> [PROVIDED RECORDS]:
◆ ◆ ◆ ◆
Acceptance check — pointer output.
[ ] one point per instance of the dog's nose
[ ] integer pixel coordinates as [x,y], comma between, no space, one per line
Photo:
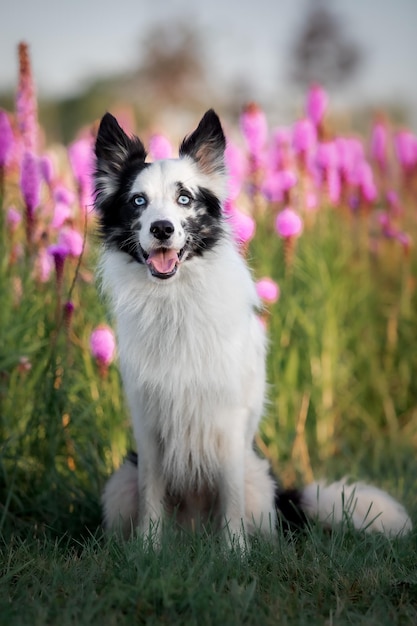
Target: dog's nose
[162,229]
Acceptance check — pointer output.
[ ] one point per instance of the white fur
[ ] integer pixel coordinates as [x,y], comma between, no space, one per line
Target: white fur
[193,370]
[192,357]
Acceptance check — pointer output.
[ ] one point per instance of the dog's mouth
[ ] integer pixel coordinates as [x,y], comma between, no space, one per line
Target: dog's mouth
[163,262]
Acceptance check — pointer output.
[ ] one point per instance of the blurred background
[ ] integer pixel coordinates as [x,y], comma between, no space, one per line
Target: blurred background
[168,60]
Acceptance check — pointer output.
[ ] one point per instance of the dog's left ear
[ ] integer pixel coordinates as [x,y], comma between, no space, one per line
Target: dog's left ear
[206,145]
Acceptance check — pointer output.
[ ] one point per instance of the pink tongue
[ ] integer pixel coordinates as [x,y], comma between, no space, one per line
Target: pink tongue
[163,260]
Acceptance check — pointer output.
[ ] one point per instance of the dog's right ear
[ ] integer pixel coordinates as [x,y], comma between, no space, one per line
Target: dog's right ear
[113,146]
[113,149]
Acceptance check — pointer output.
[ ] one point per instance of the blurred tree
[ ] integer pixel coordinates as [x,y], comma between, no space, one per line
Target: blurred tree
[322,52]
[172,66]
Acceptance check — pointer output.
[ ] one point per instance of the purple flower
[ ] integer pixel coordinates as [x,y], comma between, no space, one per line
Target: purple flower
[103,345]
[59,253]
[47,169]
[64,195]
[13,218]
[159,147]
[327,155]
[254,128]
[379,143]
[304,137]
[62,212]
[6,138]
[81,158]
[26,103]
[280,152]
[406,148]
[72,241]
[236,168]
[44,265]
[243,226]
[278,184]
[288,223]
[316,105]
[365,181]
[30,182]
[267,290]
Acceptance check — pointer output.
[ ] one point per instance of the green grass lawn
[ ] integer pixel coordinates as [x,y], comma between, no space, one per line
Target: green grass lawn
[342,379]
[64,427]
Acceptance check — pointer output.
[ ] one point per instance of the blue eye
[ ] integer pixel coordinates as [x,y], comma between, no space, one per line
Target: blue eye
[139,200]
[183,199]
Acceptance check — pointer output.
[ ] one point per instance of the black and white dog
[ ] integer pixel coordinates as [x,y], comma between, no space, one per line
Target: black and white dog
[192,351]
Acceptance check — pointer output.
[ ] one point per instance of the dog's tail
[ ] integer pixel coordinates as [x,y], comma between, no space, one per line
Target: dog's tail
[366,507]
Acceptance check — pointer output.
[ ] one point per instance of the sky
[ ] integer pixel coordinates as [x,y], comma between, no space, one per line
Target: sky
[72,42]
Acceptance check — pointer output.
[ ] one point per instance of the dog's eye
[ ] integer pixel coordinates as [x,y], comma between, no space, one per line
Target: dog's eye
[183,199]
[139,200]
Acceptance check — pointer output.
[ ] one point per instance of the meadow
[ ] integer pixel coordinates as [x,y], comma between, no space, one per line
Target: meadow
[327,223]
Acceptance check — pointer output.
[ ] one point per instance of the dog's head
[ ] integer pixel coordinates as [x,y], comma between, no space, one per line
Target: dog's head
[161,214]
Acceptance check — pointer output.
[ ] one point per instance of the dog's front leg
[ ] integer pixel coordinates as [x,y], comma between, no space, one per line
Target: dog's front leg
[233,493]
[151,494]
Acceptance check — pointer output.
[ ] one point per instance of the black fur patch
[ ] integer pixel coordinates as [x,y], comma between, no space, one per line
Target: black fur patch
[206,145]
[290,514]
[117,213]
[205,226]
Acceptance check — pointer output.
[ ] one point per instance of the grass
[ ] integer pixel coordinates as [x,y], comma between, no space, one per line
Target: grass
[342,400]
[339,578]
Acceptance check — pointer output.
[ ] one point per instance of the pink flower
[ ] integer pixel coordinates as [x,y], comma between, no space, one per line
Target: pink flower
[26,103]
[236,169]
[159,147]
[288,223]
[62,212]
[394,202]
[47,169]
[30,182]
[44,265]
[13,218]
[316,105]
[243,225]
[304,137]
[379,143]
[69,308]
[6,138]
[365,181]
[280,153]
[327,155]
[59,253]
[254,128]
[103,345]
[406,148]
[81,158]
[267,290]
[278,184]
[71,240]
[350,152]
[64,195]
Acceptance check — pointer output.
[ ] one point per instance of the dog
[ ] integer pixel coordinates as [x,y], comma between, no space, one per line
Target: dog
[192,353]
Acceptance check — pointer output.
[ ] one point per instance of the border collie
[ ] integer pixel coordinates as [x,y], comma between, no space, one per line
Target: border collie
[192,352]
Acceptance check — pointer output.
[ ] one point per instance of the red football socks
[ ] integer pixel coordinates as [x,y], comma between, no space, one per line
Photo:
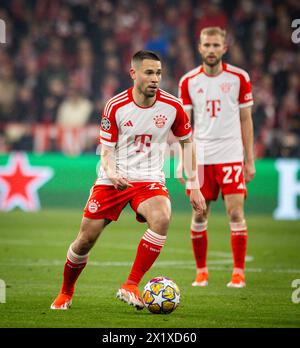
◆ ◆ ◆ ◆
> [EXERCISE PROMPT]: State how many lines of the records contain the word "lawn". Give only the number.

> [PROBLEM SOLUTION]: 2